DIRECTIONS: Rescale the data from the line with "Expected: one point per instance of the grey sky" to the line with "(363, 1072)", both lines included, and reproduce every line in that span, requests too. Multiply each point coordinate in the answers by 1.6 and round it to a whole number, with halves rounding up.

MATERIAL:
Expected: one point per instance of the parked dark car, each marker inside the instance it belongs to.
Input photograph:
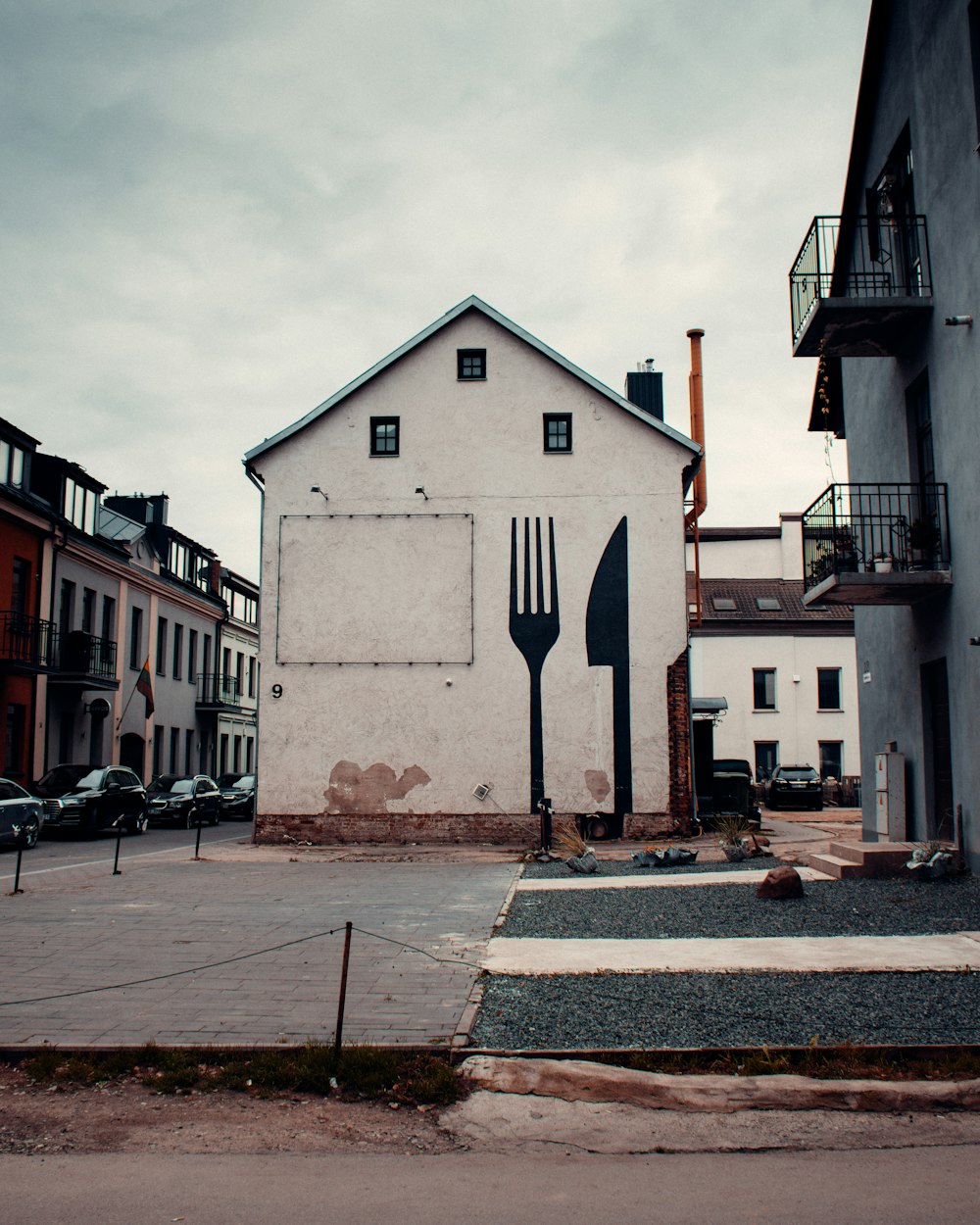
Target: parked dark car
(184, 800)
(238, 795)
(21, 814)
(794, 787)
(87, 799)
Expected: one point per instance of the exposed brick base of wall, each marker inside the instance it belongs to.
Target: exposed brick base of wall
(679, 745)
(381, 827)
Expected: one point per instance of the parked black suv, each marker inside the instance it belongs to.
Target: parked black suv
(794, 787)
(184, 800)
(238, 795)
(92, 798)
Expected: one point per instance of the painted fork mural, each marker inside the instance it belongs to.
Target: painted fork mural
(534, 632)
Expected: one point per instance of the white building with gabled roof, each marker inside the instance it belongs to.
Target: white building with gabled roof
(473, 577)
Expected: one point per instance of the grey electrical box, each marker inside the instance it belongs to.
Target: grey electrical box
(890, 797)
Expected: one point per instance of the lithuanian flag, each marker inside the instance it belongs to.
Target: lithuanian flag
(145, 686)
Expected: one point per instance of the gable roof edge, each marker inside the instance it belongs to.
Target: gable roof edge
(471, 303)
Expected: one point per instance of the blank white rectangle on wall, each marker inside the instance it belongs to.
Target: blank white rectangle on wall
(375, 589)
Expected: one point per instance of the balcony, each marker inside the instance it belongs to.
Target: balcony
(24, 642)
(868, 305)
(217, 691)
(876, 544)
(82, 661)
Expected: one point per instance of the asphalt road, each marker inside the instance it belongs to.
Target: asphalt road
(905, 1187)
(62, 853)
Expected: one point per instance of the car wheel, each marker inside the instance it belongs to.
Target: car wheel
(28, 834)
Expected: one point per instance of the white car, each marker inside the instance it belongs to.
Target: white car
(21, 814)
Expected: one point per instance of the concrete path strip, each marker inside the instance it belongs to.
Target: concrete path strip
(672, 880)
(790, 954)
(582, 1081)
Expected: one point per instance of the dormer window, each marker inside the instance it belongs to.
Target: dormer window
(11, 465)
(470, 364)
(79, 506)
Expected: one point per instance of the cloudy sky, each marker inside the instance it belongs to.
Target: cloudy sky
(217, 212)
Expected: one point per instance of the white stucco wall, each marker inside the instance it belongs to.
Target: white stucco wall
(476, 449)
(721, 666)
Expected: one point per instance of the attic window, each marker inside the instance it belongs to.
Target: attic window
(470, 364)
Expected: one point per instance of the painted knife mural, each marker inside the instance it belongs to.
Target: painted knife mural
(608, 646)
(534, 632)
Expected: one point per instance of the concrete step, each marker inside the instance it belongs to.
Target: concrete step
(836, 866)
(873, 858)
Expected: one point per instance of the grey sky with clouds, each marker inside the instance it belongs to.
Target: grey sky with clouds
(215, 215)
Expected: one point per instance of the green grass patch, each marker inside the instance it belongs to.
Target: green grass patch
(363, 1072)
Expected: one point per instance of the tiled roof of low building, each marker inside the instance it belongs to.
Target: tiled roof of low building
(767, 602)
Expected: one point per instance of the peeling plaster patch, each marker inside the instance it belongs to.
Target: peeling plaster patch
(363, 792)
(597, 780)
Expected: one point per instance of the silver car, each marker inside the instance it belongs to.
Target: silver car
(21, 814)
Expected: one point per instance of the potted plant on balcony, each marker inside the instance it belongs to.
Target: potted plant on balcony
(924, 542)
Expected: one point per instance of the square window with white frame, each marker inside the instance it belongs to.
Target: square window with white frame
(763, 689)
(385, 435)
(558, 432)
(470, 364)
(828, 689)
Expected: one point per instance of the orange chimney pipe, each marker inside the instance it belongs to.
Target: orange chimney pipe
(696, 388)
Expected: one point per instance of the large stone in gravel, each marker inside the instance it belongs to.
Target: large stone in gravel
(581, 1081)
(782, 882)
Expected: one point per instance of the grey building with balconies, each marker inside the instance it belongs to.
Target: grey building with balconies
(883, 298)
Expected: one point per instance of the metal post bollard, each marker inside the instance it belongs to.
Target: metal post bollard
(18, 873)
(341, 1001)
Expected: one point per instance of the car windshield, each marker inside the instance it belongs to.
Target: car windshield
(63, 778)
(165, 783)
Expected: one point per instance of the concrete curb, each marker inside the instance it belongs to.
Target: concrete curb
(579, 1081)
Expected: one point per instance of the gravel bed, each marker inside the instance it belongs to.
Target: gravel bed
(675, 1010)
(626, 867)
(828, 907)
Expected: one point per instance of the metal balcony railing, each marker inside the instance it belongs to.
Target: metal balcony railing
(216, 689)
(82, 655)
(888, 258)
(875, 529)
(24, 640)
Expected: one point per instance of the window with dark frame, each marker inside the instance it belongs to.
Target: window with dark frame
(136, 638)
(828, 689)
(831, 759)
(161, 646)
(558, 431)
(763, 689)
(767, 758)
(385, 435)
(470, 364)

EXPECTED ANSWER:
Expected: one point per instance of the grey sky with clouds, each marker inside the instance it belongs to.
Target: grey sky with clouds
(344, 344)
Expected: one point per instance of the green grass patch, each marker inside the instance it belongs to.
Target: green grass patch
(581, 1715)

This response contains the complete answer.